§ O que fazer
(a) Transcreva sem alterações a parte do trecho sobre a indústria bélica que começa nas palavras que contêm "Hoje vou abordar" e termina depois de "para outra coluna.".
(b) Resuma em duas frases o trecho sobre a indústria bélica.

:: Trecho da página ::

Re: Transferência de Tecnologia
Enviado: Ter Set 15, 2009 9:23 pm
MERVAL PEREIRA
A indústria bélica
A questão do reaparelhamento das Forças Armadas, abordada nas colunas do fim de semana,
com base nos acordos já firmados com o governo da França para adquirir helicópteros e submarinos, e a
licitação dos novos caças, que parece estar definida a favor dos Rafale franceses - mas que continua
teoricamente em aberto para que os governos de Estados Unidos e Suécia possam melhorar suas
ofertas, especialmente no que se refere à transferência de tecnologia -, atraiu grande atenção dos
leitores. Utilizo a mensagem do engenheiro Eduardo Siqueira Brick, coordenador adjunto do Núcleo de
Estudos Estratégicos da Universidade Federal Fluminense (Nest/UFF), especializado em Ciência,
Tecnologia e Informação (CT&I) e Indústria de Defesa, para representar a massa de comentários
recebida.
Hoje vou abordar aspectos da criação do complexo industrial-militar prevista na reformulação da
Estratégia Nacional de Defesa (END) que está sendo elaborada pelo Ministério da Defesa. A questão da
transferência de tecnologia fica para outra coluna.
Segundo Eduardo Brick, quando se trata da Base Industrial de Defesa (BID), existem cinco
componentes que apresentam aspectos distintos, mas que interagem com grande intensidade:
a) A infraestrutura industrial da defesa: empresas e organizações envolvidas no desenvolvimento
e fabricação de produtos de defesa.

:::
:: Dados registrados ::

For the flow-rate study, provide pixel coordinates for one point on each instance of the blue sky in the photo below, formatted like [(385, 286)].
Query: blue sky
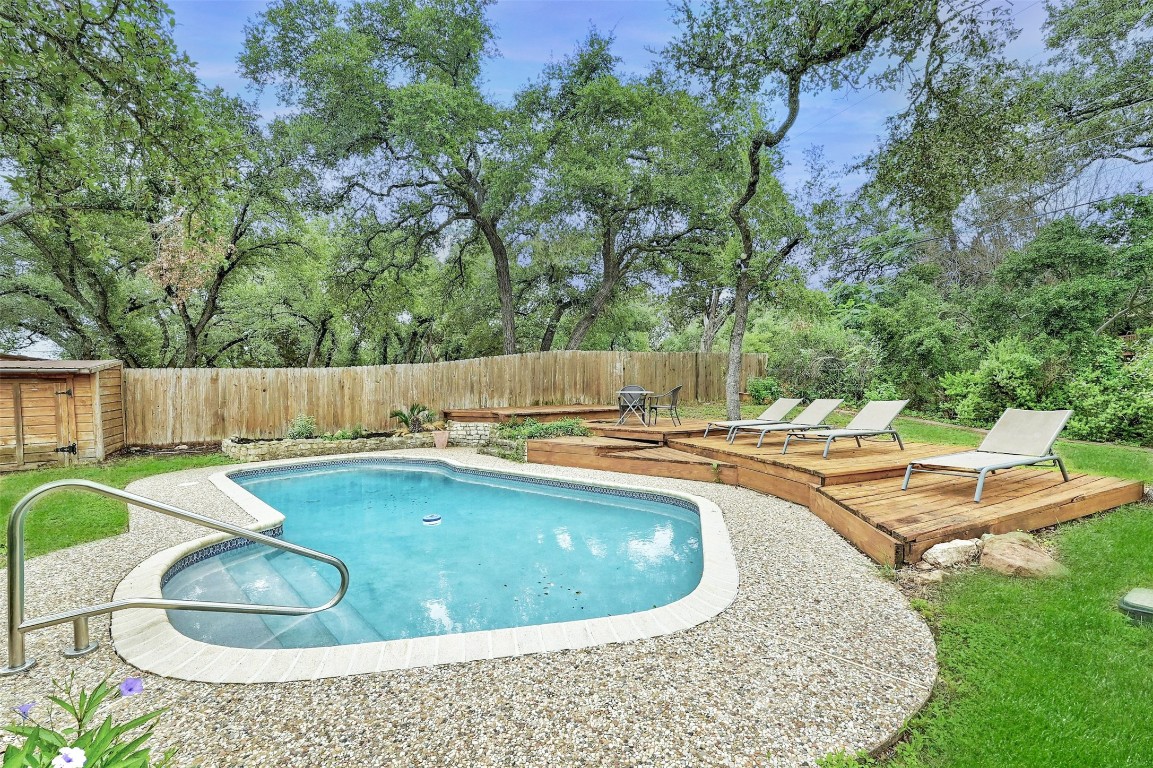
[(533, 32)]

:::

§ Respostas
(a)
Hoje vou abordar aspectos da criação do complexo industrial-militar prevista na reformulação da
Estratégia Nacional de Defesa (END) que está sendo elaborada pelo Ministério da Defesa. A questão da
transferência de tecnologia fica para outra coluna.

(b) A questão do reaparelhamento das Forças Armadas, tratada nas colunas do fim de semana, atraiu grande atenção dos leitores, e a mensagem do engenheiro Eduardo Siqueira Brick, do Nest/UFF, é usada para representar os comentários recebidos. O texto aborda a criação do complexo industrial-militar prevista na reformulação da Estratégia Nacional de Defesa e deixa a transferência de tecnologia para outra coluna, registrando que, segundo Brick, a Base Industrial de Defesa tem cinco componentes distintos que interagem intensamente.